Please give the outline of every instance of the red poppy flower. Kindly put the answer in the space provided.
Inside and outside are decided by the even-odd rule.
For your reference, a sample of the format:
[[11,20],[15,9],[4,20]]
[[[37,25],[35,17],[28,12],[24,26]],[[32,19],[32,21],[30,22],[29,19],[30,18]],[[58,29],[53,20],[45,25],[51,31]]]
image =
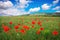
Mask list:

------------------------------------------------------------

Task: Render every line of the listing above as a JSON list of strings, one string per line, with blank lines omitted. Leave the picture out of your answer.

Response to this exercise:
[
  "Please give the outline of every instance of the red poppy flower. Kindly put the answer in the space provided.",
  "Inside and outside are decided by the even-odd rule.",
  "For your reference, a sample of the format:",
  "[[11,20],[15,9],[4,20]]",
  "[[[37,25],[35,17],[28,12],[24,26]],[[32,19],[32,21],[30,22],[29,19],[30,18]],[[58,29],[53,20],[45,25],[51,31]]]",
  "image =",
  "Mask list:"
]